The pre-industrial city of Angkor in Southern Cambodia, most famous for the ruins of Angkor Wat today – with its heyday in the 13th century, had a very complex water infrastructure system.
The features of this system included and were not limited to man-made lakes as reservoirs, canals, moats, and embankments.
The main purposes for this water distribution network were flood control and irrigation and it covered a vast area (1200 square kilometers, give or take).
Seemingly the city of Angkor’s collapse and the neglect of maintenance for this infrastructure coincide, and it has been suggested that water-related issues contributed highly to the aforementioned event. Science Advances reports:
“We conclude that Angkor’s urban infrastructure, particularly its very large and convoluted water distribution network, was prone to cascading failure under the impact of high-amplitude but low-frequency climatic perturbation. This critical behavior was likely to have been the product of centuries of iterative development of water management infrastructure, creating a system that was at once very large, tightly interdependent, and characterized by the reuse of older, redundant infrastructure. It follows that earlier, less extensive, or interdependent phases of the same network may demonstrate different characteristics in terms of topological damage in response to climate forcing, and may have been more resilient than the network as we model it, at the peak of its complexity in the 14th century CE.
------
- TASK REQUIREMENTS -
Extend the passage on Angkor's water infrastructure, picking up right after its final sentence.
------
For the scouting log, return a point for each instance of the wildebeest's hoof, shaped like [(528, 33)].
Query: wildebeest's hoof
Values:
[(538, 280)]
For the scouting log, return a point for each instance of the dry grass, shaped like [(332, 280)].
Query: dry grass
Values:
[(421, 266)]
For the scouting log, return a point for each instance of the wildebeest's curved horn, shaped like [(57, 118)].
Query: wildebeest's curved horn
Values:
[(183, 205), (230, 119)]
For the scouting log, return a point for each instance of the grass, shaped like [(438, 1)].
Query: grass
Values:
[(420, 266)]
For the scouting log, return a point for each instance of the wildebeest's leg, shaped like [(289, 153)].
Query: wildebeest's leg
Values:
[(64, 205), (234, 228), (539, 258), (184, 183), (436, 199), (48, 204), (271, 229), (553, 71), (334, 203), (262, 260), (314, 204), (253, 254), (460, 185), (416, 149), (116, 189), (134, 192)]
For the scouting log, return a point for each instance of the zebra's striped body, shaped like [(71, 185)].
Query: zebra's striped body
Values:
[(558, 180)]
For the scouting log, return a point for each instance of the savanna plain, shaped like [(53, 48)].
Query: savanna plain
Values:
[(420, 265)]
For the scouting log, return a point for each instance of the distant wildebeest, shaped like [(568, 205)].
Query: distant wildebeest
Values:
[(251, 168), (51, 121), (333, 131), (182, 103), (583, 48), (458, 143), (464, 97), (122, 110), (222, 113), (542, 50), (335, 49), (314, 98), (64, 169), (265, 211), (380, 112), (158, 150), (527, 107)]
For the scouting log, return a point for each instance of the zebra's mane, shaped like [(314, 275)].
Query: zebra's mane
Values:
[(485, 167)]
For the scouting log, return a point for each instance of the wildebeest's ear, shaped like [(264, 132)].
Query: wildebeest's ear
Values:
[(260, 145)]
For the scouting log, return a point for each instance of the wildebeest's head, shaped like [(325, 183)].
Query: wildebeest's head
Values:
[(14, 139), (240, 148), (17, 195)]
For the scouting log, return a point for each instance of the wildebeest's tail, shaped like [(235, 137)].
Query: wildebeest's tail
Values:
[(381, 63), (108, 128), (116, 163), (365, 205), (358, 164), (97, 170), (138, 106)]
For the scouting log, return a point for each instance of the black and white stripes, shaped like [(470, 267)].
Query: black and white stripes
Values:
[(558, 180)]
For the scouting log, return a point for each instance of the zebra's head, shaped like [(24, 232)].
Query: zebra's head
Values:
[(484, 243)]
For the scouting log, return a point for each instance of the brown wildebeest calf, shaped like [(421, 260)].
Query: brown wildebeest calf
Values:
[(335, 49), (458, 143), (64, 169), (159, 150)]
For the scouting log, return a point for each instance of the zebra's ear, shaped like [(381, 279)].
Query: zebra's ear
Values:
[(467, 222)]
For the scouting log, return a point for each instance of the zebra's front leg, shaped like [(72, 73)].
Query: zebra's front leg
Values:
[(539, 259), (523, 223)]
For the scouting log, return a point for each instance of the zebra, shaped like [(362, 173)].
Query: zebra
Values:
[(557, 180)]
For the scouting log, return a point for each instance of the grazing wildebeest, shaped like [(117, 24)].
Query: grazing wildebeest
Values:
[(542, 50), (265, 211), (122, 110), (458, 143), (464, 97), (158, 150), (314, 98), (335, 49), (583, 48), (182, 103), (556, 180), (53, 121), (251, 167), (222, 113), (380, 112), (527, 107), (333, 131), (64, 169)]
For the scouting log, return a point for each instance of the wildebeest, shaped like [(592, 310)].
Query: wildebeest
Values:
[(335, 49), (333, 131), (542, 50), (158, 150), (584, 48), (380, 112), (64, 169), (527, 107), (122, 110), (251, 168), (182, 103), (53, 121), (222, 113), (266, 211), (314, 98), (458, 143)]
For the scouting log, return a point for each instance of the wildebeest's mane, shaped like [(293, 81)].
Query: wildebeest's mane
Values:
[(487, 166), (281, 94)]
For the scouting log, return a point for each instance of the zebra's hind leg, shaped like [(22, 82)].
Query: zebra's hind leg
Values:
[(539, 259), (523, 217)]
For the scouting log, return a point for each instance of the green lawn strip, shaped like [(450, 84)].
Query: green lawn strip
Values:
------
- SOLVED PROBLEM -
The abrupt transition, in the middle of the 14th century CE, from prolonged drought to particularly wet years, meant that the network was disequilibrated with prevailing weather. The subsequent adjustment of the system, through erosion of the major offtakes and centralization of flow, exploited the systemic vulnerability shown by our model and resulted in probable breakdown of the network.
There are two primary outcomes of this finding. First, the basic pathology of Angkor’s collapse is analogous to the challenges faced by networked urban infrastructures in the modern world. This was not an exotic catastrophe with no modern analog, nor was it the result of unique exogenous forces. Second, this historic example of the cascading failure of critical infrastructure as a result of climate extremes reemphasizes the importance of building resilience into modern networks, resilience engendered through modularity and redundancy, to cope with high-amplitude/low-frequency climatic extremes, of which we may, at present, have no historical or instrumental precedent.”
Looking to history for infrastructure insight is hardly a foreign concept – most modern infrastructure is based off Roman models, and those are more than a thousand years older than Angkor’s.
What can be learned from Angkor’s successes and failures may be extremely valuable as infrastructure management experts move into the realm of climate-related upgrades to existing systems, to achieve required infrastructure resilience outcomes.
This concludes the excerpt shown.